| WHAT YOU WILL DO |
Starting at the line that holds "Target: wrinkled hand", quote every line through the end of the records, both boundary lines included. Omit the pictures.

[Start of section]

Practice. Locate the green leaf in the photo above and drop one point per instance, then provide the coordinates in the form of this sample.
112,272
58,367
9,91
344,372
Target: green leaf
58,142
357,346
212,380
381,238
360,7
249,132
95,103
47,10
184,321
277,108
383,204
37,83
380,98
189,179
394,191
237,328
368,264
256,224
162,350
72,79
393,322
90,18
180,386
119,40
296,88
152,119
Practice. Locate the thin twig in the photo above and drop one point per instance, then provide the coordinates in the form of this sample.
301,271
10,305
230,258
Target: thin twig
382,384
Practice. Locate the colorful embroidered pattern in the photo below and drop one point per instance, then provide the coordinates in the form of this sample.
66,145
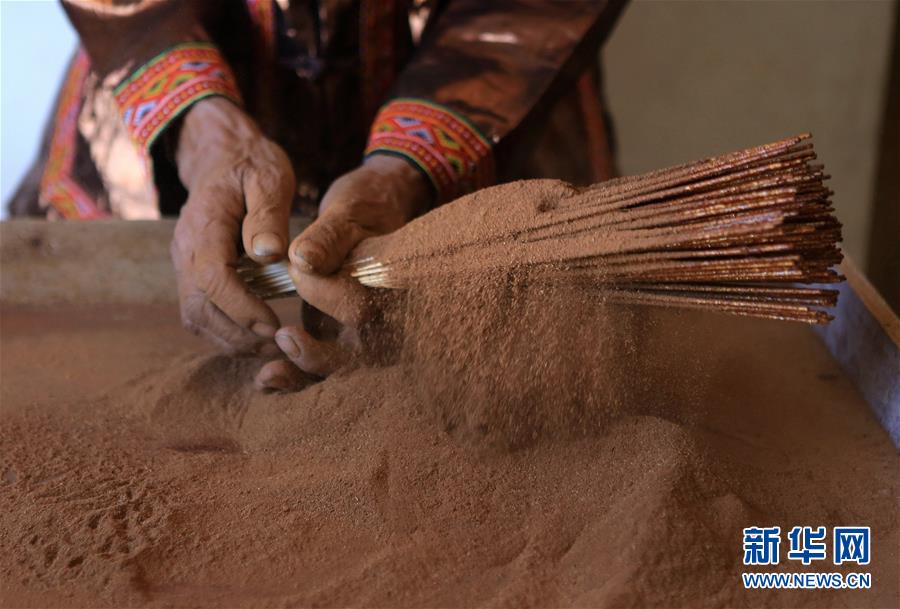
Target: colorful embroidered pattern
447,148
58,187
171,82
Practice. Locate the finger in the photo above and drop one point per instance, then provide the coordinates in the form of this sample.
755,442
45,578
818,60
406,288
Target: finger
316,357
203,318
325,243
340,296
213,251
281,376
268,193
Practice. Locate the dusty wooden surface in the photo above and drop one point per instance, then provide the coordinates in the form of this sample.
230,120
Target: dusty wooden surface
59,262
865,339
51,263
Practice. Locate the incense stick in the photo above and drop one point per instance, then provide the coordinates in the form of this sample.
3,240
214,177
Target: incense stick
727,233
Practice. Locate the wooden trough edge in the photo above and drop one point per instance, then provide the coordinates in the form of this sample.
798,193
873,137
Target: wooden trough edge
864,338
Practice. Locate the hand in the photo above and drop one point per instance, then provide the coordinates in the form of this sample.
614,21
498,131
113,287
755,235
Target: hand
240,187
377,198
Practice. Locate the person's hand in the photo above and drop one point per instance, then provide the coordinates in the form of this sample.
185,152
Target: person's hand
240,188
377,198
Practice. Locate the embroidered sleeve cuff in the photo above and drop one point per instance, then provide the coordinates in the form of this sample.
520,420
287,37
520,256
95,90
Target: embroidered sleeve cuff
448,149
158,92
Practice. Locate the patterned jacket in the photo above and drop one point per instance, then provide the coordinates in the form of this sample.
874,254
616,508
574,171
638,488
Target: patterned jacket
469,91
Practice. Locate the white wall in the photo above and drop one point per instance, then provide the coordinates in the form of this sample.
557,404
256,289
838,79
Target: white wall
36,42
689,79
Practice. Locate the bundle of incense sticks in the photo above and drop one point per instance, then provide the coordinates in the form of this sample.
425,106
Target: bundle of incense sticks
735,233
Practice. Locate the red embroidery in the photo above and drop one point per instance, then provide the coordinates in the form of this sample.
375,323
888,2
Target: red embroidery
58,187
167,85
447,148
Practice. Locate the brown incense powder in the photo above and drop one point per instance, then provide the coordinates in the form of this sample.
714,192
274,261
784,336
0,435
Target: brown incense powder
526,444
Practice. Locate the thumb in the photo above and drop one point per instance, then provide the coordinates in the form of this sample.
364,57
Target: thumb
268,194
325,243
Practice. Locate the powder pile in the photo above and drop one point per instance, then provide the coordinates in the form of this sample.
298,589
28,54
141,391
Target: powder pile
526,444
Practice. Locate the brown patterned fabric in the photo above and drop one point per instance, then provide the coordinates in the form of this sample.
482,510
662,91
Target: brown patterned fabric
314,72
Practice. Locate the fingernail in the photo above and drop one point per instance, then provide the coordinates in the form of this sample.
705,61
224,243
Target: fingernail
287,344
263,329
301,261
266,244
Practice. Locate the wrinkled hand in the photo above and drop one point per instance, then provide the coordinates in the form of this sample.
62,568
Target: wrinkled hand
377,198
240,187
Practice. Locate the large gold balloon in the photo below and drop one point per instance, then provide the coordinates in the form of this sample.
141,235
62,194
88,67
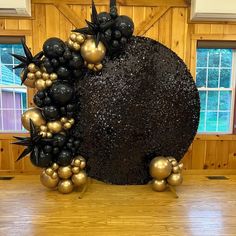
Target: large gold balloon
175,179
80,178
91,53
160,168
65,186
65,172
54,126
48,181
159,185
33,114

[End of section]

| TASK SOLUTION |
Target: wrinkled hand
377,198
240,187
Practice. Locate the large gold balloon in the photo below and drop one point per instance, then provide the coordinates in the form of this sample.
141,235
62,194
88,67
Target: large gold balloon
175,179
80,178
91,53
160,168
65,186
65,172
54,126
48,181
159,185
33,114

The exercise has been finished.